[Begin PROVIDED PASSAGE]

We wer finished by February 6th. [...] During the rehearsals, we were told there was a concert planned for the Royal Albert Hall where we would play all the music from the film. [...] The day after the end of shooting, we were told that the concert had been cancelled by the Albert Hall's committee. It was something to do with censorship so we were all sent home. Frank was very pissed off because the whole thing had been a very stressful time for him.

 

New Mothers

George Duke

George Duke, interviewed by Jerry Kovarsky, Keyboard Magazine, August 7, 2013

With [Cannonball Adderley] it was different because he came from the jazz world and I couldn't turn down being a part of that. I said, "Frank, I love what you're doin'. I'll still make records with you, but I got to do this thing with Cannonball." And he understood. I continued to record with Zappa during the time I was with Cannonball, which was a couple of years, 1971 and 1972.

Bill Payne

Lowell George, interviewed by Andy Childs, ZigZag #50, March, 1975

Bill [Payne] came to Los Angeles and I took him up to Zappa's house to audition for The Mothers, but Frank was editing a trailer for 200 Motels and didn't have enough time to talk to Bill. So we drove back to my house where he was staying, and I said, "Why don't you join a band?" He said, "OK, what the heck!" And that was five years ago. And we've been doing it ever since.

 

The Grandmothers

JCB, interviewed by Axel Wunsch and Aad Hoogesteger, T'Mershi Duween #24, March, 1992

JCB: We did one recording session in 1970, right after the Mothers broke up. Herb Cohen got us together and said "How would you guys like to do an album as the Grandmothers?" And we said "Fine." Tom Wilson was the producer. After we did that first recording session, Herb said "The title of the album is going to be Frank Zappa Presents The Grandmothers," and that's when everybody said, "No, it isn't gonna be like that." Because we didn't want anything to do with Frank Zappa. Zappa's name will not be on it! And then the deal fell through. But that was the beginning of the Grandmothers.

[End PROVIDED PASSAGE]
[Begin EXTRACTED RECORDS]

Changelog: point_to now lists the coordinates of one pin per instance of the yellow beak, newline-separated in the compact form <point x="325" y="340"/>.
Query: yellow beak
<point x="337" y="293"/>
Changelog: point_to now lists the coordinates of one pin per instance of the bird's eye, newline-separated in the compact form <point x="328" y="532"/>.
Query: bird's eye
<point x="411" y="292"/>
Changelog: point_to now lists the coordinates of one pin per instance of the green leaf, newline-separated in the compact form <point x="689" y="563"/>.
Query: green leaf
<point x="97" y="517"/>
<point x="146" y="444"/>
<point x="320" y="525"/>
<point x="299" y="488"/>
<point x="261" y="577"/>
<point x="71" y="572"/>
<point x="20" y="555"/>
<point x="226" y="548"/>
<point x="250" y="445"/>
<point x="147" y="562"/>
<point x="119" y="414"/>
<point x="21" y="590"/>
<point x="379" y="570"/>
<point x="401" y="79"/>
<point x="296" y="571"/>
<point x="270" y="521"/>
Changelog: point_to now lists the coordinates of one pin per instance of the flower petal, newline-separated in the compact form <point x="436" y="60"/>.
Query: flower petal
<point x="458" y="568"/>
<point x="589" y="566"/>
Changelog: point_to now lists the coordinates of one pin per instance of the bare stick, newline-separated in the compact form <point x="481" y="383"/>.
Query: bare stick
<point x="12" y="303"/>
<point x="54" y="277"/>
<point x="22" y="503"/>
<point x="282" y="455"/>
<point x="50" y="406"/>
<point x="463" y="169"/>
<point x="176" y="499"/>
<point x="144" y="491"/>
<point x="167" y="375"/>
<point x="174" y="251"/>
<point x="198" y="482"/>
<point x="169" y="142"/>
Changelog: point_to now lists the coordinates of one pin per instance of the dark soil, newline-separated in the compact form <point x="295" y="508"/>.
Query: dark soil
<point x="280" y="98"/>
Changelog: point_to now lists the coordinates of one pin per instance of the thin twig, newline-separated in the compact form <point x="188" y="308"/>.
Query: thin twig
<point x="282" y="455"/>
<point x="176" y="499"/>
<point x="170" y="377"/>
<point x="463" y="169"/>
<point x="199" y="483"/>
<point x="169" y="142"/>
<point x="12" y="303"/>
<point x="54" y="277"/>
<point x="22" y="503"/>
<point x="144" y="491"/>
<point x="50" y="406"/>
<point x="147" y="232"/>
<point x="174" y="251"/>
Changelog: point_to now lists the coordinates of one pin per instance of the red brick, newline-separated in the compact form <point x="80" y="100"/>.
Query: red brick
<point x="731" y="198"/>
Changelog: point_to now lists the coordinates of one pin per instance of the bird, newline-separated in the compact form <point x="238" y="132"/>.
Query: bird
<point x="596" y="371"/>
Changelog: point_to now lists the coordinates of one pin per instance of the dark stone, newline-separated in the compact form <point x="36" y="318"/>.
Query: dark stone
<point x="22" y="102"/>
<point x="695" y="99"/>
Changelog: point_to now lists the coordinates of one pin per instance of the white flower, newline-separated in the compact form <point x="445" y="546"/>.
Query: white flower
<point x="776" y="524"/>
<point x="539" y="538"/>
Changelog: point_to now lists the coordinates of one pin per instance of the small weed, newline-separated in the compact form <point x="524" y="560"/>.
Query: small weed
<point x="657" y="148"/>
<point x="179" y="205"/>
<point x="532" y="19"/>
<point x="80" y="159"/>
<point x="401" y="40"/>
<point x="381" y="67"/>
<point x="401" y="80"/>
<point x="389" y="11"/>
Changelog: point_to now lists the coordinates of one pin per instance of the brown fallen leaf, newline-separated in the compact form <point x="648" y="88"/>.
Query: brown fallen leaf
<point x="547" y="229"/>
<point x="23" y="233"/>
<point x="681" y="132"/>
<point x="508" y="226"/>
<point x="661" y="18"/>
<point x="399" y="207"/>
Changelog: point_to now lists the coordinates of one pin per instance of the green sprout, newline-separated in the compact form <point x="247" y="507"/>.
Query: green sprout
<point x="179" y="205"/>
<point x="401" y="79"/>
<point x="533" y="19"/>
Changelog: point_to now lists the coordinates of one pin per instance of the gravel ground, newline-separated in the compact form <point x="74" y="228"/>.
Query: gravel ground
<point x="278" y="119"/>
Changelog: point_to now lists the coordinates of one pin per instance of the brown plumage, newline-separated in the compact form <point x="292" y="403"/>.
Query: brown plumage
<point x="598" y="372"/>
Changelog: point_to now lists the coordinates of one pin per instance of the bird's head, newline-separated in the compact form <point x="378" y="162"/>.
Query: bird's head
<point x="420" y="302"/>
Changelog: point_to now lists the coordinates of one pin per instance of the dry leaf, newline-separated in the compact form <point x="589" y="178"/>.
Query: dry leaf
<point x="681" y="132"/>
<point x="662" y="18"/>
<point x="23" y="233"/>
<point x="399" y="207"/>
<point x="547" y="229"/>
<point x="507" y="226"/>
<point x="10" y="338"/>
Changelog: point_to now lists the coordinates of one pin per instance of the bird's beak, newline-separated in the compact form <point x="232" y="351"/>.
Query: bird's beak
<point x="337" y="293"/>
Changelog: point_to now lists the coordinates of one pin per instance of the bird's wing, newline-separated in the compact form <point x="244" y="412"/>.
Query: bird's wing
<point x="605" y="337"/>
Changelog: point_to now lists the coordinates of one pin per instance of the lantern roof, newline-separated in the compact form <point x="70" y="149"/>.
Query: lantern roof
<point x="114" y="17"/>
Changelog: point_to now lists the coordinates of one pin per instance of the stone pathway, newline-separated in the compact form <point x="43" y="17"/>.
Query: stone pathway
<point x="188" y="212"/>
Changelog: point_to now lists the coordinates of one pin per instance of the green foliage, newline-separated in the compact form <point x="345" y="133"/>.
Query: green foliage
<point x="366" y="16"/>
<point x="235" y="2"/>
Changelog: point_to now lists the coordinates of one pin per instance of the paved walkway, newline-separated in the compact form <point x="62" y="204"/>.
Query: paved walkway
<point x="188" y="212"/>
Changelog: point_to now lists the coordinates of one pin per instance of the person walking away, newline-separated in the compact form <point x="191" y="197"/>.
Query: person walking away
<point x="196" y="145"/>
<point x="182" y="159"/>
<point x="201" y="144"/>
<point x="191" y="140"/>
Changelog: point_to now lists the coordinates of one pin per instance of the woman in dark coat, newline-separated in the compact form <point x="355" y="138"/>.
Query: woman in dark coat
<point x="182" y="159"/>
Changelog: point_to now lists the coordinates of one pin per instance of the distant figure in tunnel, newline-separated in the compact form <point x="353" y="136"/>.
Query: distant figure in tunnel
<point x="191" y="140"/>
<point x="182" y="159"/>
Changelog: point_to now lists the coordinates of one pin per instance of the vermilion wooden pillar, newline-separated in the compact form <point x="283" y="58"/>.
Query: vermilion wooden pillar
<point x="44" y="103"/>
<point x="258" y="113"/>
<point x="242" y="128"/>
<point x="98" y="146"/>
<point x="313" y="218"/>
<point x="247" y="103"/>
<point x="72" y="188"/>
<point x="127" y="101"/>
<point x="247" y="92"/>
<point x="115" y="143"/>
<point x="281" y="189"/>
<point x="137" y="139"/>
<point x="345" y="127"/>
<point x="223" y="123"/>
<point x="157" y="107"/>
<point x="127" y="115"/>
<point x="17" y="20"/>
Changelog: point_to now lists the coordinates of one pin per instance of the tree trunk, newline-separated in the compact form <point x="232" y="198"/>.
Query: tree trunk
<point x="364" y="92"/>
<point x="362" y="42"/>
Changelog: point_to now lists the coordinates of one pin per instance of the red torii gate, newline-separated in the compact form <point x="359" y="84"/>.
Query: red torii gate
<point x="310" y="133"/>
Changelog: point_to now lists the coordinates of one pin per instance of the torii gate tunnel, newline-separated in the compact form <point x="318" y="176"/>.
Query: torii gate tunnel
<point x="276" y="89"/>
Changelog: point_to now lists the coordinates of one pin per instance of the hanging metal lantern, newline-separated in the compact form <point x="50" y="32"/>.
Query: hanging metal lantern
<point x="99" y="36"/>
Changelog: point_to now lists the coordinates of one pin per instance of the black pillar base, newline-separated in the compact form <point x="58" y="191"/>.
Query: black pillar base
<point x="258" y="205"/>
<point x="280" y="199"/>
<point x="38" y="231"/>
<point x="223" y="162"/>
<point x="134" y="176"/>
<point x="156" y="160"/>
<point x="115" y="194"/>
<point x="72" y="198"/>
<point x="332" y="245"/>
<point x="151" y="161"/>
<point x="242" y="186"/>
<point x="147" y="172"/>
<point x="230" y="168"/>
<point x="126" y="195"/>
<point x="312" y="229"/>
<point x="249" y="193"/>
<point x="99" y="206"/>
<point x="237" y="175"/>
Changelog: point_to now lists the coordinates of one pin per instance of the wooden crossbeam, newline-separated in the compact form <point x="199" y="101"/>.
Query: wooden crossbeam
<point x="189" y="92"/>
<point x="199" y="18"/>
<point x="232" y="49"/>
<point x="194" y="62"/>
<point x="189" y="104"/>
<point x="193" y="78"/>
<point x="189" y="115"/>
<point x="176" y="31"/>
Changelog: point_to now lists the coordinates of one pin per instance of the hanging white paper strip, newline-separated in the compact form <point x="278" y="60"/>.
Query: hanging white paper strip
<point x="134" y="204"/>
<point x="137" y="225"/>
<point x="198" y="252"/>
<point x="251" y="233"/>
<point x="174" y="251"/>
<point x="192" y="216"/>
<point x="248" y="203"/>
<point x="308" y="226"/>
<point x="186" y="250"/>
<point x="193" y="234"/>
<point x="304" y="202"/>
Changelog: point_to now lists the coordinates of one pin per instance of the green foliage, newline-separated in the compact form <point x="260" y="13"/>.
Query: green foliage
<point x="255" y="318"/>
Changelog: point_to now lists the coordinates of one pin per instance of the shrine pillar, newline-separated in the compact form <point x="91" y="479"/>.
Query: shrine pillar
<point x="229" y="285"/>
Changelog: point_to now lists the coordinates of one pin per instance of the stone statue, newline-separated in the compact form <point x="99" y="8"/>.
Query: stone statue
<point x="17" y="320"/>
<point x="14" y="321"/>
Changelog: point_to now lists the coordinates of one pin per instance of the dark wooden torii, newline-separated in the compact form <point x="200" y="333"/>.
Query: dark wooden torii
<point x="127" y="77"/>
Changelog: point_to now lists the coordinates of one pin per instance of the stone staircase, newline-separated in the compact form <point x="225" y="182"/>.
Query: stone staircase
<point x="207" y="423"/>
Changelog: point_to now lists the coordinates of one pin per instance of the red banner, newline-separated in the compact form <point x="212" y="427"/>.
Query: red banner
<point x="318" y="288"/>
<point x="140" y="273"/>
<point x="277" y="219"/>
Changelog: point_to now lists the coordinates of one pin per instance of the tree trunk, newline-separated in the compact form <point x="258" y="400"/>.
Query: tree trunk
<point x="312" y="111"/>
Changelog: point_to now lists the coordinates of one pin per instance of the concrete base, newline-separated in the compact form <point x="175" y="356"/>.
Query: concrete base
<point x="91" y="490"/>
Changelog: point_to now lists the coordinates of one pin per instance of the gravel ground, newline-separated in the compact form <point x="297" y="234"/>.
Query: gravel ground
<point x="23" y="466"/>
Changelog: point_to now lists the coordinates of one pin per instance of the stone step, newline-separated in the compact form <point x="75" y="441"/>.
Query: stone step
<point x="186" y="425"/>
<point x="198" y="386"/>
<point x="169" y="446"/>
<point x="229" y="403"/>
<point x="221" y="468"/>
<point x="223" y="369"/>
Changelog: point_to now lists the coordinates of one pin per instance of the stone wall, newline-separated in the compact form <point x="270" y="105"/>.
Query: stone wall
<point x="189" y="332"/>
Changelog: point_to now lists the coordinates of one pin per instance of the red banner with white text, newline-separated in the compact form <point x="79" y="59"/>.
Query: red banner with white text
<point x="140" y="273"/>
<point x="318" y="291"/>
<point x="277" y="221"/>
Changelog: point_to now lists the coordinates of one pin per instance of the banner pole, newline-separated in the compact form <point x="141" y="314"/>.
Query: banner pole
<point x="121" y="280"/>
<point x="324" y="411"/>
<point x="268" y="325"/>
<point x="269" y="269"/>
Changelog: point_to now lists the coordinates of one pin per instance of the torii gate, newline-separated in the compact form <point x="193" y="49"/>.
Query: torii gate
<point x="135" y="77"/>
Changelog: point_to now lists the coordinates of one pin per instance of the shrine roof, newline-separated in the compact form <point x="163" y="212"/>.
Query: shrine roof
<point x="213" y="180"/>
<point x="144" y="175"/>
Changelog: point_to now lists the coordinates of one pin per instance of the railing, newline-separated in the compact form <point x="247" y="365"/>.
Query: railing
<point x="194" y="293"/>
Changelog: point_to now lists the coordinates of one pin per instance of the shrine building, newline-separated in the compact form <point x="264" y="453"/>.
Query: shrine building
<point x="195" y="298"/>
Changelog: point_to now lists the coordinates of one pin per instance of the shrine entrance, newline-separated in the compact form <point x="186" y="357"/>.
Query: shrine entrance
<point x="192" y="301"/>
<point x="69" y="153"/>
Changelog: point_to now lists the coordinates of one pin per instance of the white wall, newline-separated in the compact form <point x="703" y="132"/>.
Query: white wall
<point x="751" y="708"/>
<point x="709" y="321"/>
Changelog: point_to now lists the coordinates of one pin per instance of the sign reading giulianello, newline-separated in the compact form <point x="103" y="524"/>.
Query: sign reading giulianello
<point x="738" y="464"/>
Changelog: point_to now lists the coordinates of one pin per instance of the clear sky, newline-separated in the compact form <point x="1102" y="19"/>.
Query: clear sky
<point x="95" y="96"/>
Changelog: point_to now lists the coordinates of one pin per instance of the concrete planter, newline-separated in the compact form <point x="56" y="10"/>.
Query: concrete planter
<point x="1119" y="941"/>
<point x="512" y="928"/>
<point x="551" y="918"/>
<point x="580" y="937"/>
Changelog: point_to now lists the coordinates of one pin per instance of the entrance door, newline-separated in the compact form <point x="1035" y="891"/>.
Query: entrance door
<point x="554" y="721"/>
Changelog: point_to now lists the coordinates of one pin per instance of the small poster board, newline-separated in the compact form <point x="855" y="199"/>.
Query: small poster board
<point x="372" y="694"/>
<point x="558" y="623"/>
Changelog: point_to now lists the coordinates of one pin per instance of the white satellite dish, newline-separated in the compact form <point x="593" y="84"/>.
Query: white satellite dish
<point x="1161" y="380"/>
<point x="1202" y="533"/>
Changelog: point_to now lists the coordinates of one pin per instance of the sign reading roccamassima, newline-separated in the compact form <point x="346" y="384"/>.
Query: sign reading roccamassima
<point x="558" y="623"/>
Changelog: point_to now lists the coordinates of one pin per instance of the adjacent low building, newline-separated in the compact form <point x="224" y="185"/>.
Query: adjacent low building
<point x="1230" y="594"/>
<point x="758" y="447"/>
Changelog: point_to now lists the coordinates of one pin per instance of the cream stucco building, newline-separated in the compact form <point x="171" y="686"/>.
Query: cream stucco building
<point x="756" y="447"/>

[End EXTRACTED RECORDS]

» DIRECTIVES
a - Name every interviewer credited in the interview excerpts about Frank Zappa's bands.
b - Pick up the interview excerpts about Frank Zappa's bands after their final sentence and continue them in the same style.

» ANSWERS PER TASK
a - Jerry Kovarsky, Andy Childs, Axel Wunsch, Aad Hoogesteger

b -
Q: Why didn't you continue on your own?

JCB: It all came down to money. They were putting up the money, The original Grandmothers was myself, Don Preston, Bunk Gardner, Art Tripp, Roy Estrada, Lowell George, Elliot Ingber and Motorhead.

"18 Sides Of Mothers," Circular, August 23, 1971

Tom Wilson, the Mothers' first producer back in their Verve days, [...] is working on an album project titled Grandmothers. It will feature the complete former Mothers of Invention, some 18 souls, with Zappa guesting on a track or two, though it is not strictly a Zappa enterprise. This project, also destined for Bizarre/Reprise, is a few months away because many ex-Mothers are scattered across the country.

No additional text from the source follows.